◆ **What you will do**:
Please copy out all of the material below line for line, changing nothing.

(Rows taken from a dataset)
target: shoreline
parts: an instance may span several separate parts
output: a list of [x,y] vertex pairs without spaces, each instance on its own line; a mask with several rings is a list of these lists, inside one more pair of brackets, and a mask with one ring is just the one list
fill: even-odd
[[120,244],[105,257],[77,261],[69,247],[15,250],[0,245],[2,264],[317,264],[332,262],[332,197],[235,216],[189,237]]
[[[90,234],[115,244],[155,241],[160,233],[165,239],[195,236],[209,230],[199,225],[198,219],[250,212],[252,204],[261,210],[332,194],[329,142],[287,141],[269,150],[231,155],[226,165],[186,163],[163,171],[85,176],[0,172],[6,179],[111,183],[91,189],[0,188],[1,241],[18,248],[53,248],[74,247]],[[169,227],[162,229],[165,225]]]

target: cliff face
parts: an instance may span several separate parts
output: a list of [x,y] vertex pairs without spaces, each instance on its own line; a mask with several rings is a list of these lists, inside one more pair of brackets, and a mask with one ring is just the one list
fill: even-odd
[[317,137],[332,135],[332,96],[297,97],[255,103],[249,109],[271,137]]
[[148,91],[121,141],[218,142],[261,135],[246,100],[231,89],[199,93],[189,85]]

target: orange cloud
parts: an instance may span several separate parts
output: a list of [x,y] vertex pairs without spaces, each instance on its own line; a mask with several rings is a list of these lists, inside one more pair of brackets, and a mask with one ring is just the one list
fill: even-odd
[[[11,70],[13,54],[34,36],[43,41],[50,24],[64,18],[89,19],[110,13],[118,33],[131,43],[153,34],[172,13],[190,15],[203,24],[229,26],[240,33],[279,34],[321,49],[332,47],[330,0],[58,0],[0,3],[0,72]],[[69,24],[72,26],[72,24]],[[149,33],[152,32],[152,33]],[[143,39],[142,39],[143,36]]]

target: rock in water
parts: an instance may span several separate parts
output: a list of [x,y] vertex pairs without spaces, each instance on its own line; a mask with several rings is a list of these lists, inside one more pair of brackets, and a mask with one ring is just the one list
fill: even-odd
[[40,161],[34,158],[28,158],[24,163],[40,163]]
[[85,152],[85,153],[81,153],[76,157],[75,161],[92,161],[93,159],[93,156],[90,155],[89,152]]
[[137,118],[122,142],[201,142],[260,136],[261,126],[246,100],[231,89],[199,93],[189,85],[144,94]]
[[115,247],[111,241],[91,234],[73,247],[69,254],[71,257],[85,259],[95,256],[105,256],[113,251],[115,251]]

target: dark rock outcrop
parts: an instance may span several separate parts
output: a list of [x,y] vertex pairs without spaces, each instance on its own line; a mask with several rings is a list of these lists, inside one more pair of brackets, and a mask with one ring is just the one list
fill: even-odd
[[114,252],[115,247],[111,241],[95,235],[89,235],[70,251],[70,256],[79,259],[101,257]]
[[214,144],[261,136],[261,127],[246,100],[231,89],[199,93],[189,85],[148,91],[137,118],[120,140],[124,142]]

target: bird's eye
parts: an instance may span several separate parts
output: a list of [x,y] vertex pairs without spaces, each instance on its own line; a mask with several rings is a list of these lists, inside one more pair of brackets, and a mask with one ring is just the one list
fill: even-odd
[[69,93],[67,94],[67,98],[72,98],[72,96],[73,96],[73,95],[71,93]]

◆ **Result of this exercise**:
target: shoreline
parts: an instance may span several separate parts
output: a list of [x,y] vertex pairs without spaces, each instance on its own line; a mask with several rings is a list of these lists, inside one more pair of brackets, and a mask with one ring is just the one list
fill: even-odd
[[120,244],[105,257],[77,261],[69,247],[15,250],[0,245],[2,264],[317,264],[332,262],[332,197],[235,216],[189,237]]
[[[90,234],[115,244],[155,241],[160,233],[165,239],[195,236],[209,230],[199,225],[198,219],[250,212],[252,204],[261,210],[332,194],[329,142],[287,141],[269,150],[231,155],[226,165],[186,163],[163,171],[85,176],[0,172],[6,179],[111,183],[91,189],[0,188],[1,241],[18,248],[53,248],[74,247]],[[169,227],[162,229],[165,225]]]

target: cliff face
parts: an instance may span several separate parts
output: a list of [x,y] vertex pairs without spaces, each instance on its own line; a mask with several rings is a list of these lists, inside one more pair of brackets, and a mask with one ring is just the one list
fill: even-odd
[[317,137],[332,135],[332,96],[297,97],[255,103],[249,109],[271,137]]
[[148,91],[121,141],[218,142],[261,135],[246,100],[231,89],[199,93],[189,85]]

target: orange cloud
parts: an instance may span several separate parts
output: a list of [x,y] vertex pairs without spaces, each instance on its own line; a mask with several rings is a list of these lists, inside one more pair of brackets, and a mask with one ring is just the one list
fill: even-odd
[[[11,70],[13,54],[34,36],[43,41],[50,24],[64,18],[89,19],[110,13],[118,33],[131,43],[153,34],[172,13],[190,15],[203,24],[229,26],[240,33],[279,34],[321,49],[332,47],[330,0],[58,0],[0,3],[0,72]],[[69,24],[72,26],[72,24]],[[149,33],[152,32],[152,33]],[[143,39],[142,39],[143,36]]]

target: rock in water
parts: an instance may span several separate parts
output: a list of [x,y] vertex pairs without spaces, each instance on its own line; a mask with several rings is a list of these lists, inside one more pair of brackets, and a mask with one ring is just the one list
fill: even-odd
[[40,161],[34,158],[28,158],[24,163],[40,163]]
[[85,152],[85,153],[81,153],[76,157],[75,161],[92,161],[93,159],[93,156],[90,155],[89,152]]
[[137,118],[122,142],[201,142],[260,136],[261,126],[246,100],[231,89],[199,93],[189,85],[144,94]]
[[115,247],[111,241],[91,234],[73,247],[69,254],[71,257],[85,259],[95,256],[105,256],[113,251],[115,251]]

target: dark rock outcrop
parts: an instance may span several separate parts
output: a list of [x,y] vertex pairs without spaces, each instance on its own line; a mask with several rings is a list of these lists, inside one more pair of brackets, and a mask with one ring is just the one list
fill: even-odd
[[114,252],[115,247],[111,241],[95,235],[89,235],[70,251],[70,256],[79,259],[101,257]]
[[214,144],[261,136],[261,127],[246,100],[231,89],[199,93],[189,85],[148,91],[137,118],[120,140],[124,142]]

target: bird's eye
parts: an instance may span several separate parts
output: a list of [x,y] vertex pairs without spaces, each instance on its own line; a mask with several rings is a list of these lists, inside one more pair of brackets, and a mask with one ring is just the one list
fill: even-odd
[[69,93],[67,94],[67,98],[72,98],[72,96],[73,96],[73,95],[71,93]]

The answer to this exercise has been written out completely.